[[ Reading passage open ]]

I found it quite difficult to pass on just one piece of advice when there is so much I wanted to tell my younger self; to prepare her for and to protect her from. But then I realised that if she doesn’t go through it, then we wouldn’t become the person we are today. Instead, I decided to give advice relevant to what is to come but also allows younger me the freedom to make those mistakes, take the unpaved path, and live her life as only she can! So here goes...

To my younger self,

We were always eager to get to the next stage of everything we did, so would run before we could walk…even as a baby we walked before we could crawl! But while some may herald us as a child genius for this (*ahem* our parents), in life, it brings its own challenges.

Because we went straight to walking, we never learned everything we needed to, like that minor yet important step of how to get from standing to sitting. So, after our adventure across the sitting room to reclaim our favourite toy from the clutches of our devious cocker spaniel, we would just stop dead in our tracks, timber like a freshly chopped tree, and face plant! We had our whole family on high alert for that precarious moment when we stopped walking so they could catch us before we fell.

What I wanted to share with you is that you might not always have someone there to catch you. So, in everything you do, don’t jump in head (or face) first. Take the time to learn the steps and walk before you run...or in our case, crawl before you walk!

Now over to all of you: if you had the chance to pass on advice to your younger self, knowing that if you did there was a chance it would change who you are today, would you do it?

[[ Reading passage closed ]]
[[ Data excerpts open ]]

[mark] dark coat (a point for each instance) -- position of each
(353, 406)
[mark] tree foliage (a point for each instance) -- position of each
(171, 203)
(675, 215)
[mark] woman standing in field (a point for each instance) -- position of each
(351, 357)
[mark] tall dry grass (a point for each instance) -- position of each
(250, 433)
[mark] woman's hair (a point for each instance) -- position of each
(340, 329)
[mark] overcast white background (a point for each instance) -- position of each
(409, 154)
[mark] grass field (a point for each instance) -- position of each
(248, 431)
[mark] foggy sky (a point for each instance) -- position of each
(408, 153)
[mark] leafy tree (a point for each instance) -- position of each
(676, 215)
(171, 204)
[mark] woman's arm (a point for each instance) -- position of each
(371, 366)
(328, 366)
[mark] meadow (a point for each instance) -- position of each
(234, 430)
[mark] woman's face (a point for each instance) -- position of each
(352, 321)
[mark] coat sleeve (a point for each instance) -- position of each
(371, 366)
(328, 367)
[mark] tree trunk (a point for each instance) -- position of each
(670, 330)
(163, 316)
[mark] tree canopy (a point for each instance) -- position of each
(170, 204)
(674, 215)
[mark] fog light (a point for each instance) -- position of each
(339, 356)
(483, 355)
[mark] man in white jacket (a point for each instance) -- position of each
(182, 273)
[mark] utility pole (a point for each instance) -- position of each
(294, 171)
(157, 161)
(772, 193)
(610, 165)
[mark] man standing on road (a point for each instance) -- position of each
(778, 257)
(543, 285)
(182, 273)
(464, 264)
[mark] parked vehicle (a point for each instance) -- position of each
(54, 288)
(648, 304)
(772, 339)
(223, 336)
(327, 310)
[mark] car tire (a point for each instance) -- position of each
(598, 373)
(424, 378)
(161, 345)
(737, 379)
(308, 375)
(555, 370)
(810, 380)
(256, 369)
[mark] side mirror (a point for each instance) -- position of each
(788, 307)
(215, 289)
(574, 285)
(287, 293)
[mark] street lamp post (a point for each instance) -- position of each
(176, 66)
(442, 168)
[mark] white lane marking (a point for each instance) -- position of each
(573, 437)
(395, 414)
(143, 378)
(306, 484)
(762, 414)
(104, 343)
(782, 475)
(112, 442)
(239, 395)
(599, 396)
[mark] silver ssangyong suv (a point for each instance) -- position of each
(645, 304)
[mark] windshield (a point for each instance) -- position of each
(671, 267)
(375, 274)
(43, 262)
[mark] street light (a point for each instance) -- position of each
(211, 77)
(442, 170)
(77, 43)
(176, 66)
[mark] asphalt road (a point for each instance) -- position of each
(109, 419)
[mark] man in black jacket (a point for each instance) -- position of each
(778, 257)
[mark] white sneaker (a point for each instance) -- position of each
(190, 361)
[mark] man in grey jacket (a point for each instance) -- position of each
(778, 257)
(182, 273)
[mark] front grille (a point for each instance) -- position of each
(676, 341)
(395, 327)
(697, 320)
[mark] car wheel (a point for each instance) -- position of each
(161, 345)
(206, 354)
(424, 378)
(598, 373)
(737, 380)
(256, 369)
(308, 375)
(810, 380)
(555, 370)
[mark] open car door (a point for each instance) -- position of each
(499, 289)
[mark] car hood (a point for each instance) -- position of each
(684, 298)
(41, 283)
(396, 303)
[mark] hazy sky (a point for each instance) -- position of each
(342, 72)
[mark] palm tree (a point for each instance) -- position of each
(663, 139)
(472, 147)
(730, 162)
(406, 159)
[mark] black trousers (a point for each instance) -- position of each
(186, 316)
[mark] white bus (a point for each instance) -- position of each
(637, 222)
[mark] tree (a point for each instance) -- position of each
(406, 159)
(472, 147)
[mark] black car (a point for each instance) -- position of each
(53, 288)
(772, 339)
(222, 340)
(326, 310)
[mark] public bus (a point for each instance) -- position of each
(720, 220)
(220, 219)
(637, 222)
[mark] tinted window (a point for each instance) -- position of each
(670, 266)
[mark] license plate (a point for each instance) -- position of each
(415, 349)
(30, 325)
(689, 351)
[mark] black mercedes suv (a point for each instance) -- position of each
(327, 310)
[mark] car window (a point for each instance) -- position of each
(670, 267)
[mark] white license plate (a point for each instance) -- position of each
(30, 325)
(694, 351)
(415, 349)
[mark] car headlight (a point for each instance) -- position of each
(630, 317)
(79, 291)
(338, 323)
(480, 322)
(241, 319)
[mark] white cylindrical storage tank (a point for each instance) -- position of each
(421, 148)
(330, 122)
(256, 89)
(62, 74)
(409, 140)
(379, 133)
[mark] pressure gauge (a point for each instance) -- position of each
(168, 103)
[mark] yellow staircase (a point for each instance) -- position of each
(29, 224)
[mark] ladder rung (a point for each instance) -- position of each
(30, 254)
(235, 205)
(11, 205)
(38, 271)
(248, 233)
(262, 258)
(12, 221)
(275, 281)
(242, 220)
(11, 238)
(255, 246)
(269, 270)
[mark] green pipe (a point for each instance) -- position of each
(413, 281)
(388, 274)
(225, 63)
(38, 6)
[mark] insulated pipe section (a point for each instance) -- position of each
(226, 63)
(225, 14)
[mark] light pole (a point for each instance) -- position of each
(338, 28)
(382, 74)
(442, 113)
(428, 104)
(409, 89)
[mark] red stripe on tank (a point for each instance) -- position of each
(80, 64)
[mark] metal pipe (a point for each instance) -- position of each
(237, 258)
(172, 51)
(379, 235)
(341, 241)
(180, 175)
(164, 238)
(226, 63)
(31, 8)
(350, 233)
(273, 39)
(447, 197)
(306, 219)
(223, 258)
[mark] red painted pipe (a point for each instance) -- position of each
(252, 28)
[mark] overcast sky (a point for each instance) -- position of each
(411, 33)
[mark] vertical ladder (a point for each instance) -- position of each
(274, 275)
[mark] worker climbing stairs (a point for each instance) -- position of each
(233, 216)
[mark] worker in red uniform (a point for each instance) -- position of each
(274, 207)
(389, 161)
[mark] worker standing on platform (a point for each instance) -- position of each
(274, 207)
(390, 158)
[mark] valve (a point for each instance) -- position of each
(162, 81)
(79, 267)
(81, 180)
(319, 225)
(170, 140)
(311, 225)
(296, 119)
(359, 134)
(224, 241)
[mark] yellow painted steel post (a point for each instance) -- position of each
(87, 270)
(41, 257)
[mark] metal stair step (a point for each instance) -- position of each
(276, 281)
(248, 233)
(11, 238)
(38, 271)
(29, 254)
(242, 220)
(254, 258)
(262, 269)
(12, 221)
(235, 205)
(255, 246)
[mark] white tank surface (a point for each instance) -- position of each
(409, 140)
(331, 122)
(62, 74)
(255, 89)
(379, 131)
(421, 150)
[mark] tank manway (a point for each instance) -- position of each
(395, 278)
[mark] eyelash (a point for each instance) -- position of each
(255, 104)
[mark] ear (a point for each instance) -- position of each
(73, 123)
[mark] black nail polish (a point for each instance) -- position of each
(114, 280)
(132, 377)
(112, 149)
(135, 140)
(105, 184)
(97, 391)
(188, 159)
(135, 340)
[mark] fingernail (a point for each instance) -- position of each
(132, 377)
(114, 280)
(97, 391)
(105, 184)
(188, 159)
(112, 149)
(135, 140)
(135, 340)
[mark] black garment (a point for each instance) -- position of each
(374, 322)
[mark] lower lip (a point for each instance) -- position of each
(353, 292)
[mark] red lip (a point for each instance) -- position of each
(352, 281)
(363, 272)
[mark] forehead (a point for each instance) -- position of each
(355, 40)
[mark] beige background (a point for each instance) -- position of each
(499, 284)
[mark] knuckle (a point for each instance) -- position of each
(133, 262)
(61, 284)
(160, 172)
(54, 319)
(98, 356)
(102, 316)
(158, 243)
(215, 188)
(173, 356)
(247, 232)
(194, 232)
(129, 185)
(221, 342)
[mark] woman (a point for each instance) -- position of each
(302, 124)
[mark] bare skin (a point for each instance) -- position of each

[[ Data excerpts closed ]]

Tasks
(1) Please rewrite the paragraph beginning "Because we went straight to walking" from the piece on advice to a younger self in two sentences, keeping its main facts.
(2) Carry on the piece about advice to a younger self from its final sentence onward.

Exercise results
(1) Having gone straight to walking, we never learned how to get from standing to sitting, so after crossing the sitting room to take our favorite toy back from our devious cocker spaniel, we would stop dead, topple like a freshly chopped tree and land face first. Our whole family stayed on high alert for the moment we stopped walking so they could catch us before we fell.

(2)
  • I'm not sure my younger self would have listened to me honestly... I wasn't one to like taking advice much when I was young and always seemed to take my own path.

  • I would probably encourage myself to run a little bit more, or at least keep a pace of jogging.

  • The folks you describe, tinmann0715, are what we refer to as "Pioneers" and, as we know, while Pioneers blaze the trails, they also take the arrows and lose their scalps. So, is it better to be an innovator or an imitator?  Uber started the ride-share phenomenon but now they are in trouble, and there is a plethora of "imitators" all doing the same thing.  My point is that while we Americans tend to be a "Shoot-first-and-ask-questions-later" society, I believe that to be a small percentage of our culture; that we really do have others' best interests at heart. (OK, with the exception of our current political administration) 

    And there's no irony that you should mention risk, too, Peter; there are those who are deathly afraid of flying but it has been proven that flying is a safer mode of transportation than driving.  And there is risk when one just gets out of bed in the morning: Will I get hit by a bus today?  Will I trip and fall and break my leg today?  Will I contract some flesh-eating virus today?  I mean, OMG!  We all just need to stay at home, curl up and die!

    Now, I say that last piece a little "tongue-in-cheek" and I am not intending to patronize or belittle anyone with a phobia, as I know those fears appear real to those folks who suffer.  I, personally, still suffer from arachniphobia and my wife is constantly "saving me" from spiders.  But as the old 80's workout video saying goes, "No Pain, No Gain!"  You are correct in that we need to move beyond our "comfort zone", or at least stretch it considerably, in order to achieve the things we want in life.  Where would we be if we never took the risk of learning to crawl, or walk, or run?  We'd still be sitting on the floor, in our room, in the house in which we were born!  Not a pretty picture for me, at least!

  • Now over to all of you: if you had the chance to pass on advice to your younger self, knowing that if you did there was a chance it would change who you are today, would you do it?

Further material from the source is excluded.